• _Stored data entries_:
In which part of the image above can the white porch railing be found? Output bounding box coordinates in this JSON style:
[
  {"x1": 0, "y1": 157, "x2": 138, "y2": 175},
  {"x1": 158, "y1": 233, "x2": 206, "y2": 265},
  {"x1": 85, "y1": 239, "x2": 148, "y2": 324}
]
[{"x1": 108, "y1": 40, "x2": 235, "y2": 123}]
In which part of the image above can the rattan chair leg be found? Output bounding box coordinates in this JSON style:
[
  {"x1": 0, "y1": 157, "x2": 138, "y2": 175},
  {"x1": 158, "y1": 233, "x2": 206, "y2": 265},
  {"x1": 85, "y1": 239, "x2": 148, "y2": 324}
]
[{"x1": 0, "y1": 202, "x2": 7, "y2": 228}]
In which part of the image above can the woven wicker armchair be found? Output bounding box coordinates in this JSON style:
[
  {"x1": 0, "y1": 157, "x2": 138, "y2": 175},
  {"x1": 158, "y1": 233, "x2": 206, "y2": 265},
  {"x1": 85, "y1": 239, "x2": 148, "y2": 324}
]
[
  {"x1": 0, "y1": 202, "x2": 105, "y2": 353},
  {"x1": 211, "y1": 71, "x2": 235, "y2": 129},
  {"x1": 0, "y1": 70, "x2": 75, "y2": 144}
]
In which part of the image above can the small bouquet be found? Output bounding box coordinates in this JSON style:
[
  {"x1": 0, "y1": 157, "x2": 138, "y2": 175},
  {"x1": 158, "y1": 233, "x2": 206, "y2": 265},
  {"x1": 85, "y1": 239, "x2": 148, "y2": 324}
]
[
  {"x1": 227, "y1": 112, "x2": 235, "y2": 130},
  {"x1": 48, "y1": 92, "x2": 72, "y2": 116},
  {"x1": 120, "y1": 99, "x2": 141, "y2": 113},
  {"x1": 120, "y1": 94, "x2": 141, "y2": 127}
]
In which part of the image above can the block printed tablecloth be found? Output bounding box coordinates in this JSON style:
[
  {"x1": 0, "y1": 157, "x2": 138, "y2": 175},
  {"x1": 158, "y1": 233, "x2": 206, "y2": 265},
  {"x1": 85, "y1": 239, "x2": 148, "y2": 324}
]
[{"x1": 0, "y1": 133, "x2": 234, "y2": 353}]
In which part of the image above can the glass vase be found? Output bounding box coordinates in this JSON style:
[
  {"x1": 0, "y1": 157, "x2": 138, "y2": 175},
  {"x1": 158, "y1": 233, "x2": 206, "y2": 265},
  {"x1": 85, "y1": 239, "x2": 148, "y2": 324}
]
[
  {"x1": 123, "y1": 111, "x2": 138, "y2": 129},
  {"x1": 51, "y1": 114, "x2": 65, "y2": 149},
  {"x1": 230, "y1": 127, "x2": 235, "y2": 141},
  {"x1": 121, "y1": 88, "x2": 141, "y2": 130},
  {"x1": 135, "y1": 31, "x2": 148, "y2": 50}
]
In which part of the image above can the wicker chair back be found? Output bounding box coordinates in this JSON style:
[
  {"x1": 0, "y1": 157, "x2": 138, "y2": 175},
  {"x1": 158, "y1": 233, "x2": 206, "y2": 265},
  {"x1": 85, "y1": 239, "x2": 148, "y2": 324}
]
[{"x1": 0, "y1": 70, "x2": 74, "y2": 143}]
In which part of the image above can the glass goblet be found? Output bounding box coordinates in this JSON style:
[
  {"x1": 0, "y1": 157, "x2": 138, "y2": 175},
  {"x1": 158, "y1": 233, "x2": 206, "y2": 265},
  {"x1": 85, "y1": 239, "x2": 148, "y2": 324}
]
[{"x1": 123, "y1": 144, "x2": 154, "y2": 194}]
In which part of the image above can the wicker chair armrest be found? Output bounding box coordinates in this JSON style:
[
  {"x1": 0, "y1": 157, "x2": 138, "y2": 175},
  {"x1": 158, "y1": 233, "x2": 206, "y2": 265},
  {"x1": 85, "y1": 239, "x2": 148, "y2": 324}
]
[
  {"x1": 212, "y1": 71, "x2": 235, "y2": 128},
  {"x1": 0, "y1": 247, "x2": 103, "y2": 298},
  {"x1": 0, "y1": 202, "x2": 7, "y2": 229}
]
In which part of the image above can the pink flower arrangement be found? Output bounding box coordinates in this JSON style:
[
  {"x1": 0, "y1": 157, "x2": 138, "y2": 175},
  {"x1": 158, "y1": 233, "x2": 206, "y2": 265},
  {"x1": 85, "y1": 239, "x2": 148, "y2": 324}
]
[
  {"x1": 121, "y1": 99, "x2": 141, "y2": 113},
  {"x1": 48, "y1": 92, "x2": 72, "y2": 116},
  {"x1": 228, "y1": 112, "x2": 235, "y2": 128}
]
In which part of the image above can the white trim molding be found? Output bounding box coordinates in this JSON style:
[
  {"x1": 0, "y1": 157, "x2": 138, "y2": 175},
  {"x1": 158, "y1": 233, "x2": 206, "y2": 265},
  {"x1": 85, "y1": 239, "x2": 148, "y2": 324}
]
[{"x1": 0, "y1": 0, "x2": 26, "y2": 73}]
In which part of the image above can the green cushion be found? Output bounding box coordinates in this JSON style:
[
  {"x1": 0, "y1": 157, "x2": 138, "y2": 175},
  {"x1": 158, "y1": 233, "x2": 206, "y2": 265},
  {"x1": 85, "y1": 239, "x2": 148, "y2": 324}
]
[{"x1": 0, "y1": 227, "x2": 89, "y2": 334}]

• _HOW TO COMPLETE THIS TASK_: Show the lines of the entries that include the string "wicker", copying each in full.

• _EXERCISE RESULT_:
In which part of the image above can the woven wicker armchair be found? Output bounding box coordinates in this JSON style:
In which part of the image above can the wicker chair back be found? Output bounding box coordinates in this JSON style:
In which part of the image above can the wicker chair armrest be found? Output bounding box coordinates in this JSON style:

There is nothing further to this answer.